(Saved data entries)

+++

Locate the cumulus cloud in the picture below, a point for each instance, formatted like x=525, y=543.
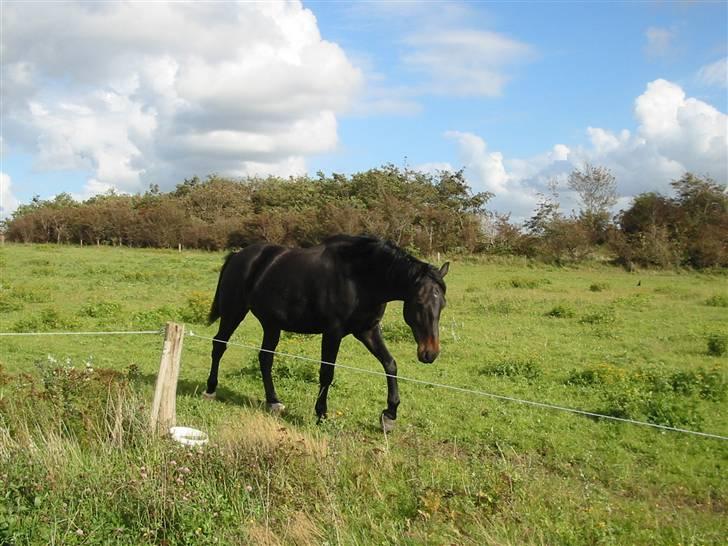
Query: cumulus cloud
x=715, y=73
x=674, y=134
x=8, y=202
x=464, y=62
x=141, y=93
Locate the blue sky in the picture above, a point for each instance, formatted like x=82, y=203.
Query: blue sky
x=95, y=96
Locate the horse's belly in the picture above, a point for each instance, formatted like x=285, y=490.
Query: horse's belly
x=298, y=318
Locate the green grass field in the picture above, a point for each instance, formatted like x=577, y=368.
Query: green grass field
x=77, y=466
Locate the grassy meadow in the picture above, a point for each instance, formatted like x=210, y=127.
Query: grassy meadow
x=77, y=467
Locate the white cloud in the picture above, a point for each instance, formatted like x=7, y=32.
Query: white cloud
x=464, y=62
x=8, y=202
x=141, y=93
x=674, y=134
x=715, y=73
x=659, y=42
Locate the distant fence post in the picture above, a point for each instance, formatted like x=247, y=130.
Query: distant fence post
x=163, y=405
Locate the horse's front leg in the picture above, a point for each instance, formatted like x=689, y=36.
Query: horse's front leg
x=271, y=336
x=372, y=340
x=329, y=350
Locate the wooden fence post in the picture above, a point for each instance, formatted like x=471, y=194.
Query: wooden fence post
x=163, y=405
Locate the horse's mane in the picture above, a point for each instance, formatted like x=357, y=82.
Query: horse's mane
x=373, y=249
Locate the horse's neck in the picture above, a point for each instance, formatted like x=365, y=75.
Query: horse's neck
x=390, y=277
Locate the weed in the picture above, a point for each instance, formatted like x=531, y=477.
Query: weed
x=197, y=308
x=100, y=309
x=48, y=319
x=30, y=294
x=717, y=344
x=8, y=304
x=523, y=282
x=527, y=368
x=561, y=311
x=153, y=318
x=503, y=307
x=605, y=315
x=717, y=300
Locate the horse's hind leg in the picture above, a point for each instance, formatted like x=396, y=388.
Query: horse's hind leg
x=228, y=324
x=271, y=336
x=329, y=350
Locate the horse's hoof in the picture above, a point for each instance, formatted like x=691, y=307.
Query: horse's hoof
x=387, y=424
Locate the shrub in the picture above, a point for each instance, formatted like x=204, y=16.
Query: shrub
x=8, y=303
x=100, y=309
x=561, y=311
x=718, y=300
x=522, y=282
x=602, y=316
x=717, y=344
x=197, y=308
x=48, y=319
x=527, y=368
x=598, y=287
x=153, y=318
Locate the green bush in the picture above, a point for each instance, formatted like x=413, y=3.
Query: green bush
x=197, y=308
x=527, y=368
x=561, y=311
x=523, y=282
x=718, y=300
x=601, y=316
x=8, y=304
x=100, y=309
x=717, y=344
x=48, y=319
x=153, y=318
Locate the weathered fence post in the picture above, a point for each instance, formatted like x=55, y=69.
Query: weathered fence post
x=163, y=405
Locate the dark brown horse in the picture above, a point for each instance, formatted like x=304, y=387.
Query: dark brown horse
x=337, y=288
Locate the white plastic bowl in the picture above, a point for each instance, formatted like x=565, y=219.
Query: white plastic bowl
x=188, y=436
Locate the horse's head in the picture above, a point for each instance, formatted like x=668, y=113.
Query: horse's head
x=422, y=309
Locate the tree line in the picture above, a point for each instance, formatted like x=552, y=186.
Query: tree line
x=423, y=212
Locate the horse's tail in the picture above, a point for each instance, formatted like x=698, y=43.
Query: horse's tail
x=215, y=308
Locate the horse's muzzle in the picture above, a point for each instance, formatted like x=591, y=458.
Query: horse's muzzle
x=427, y=352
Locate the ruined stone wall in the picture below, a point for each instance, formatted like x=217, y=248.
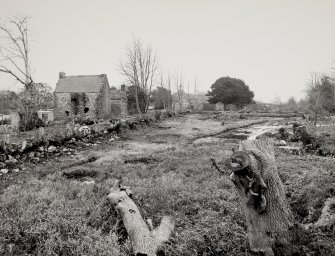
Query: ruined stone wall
x=106, y=93
x=62, y=104
x=119, y=104
x=66, y=108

+++

If a line in the entries holds the string "below", it belongs in the tally; state the tally alone.

### ANSWER
2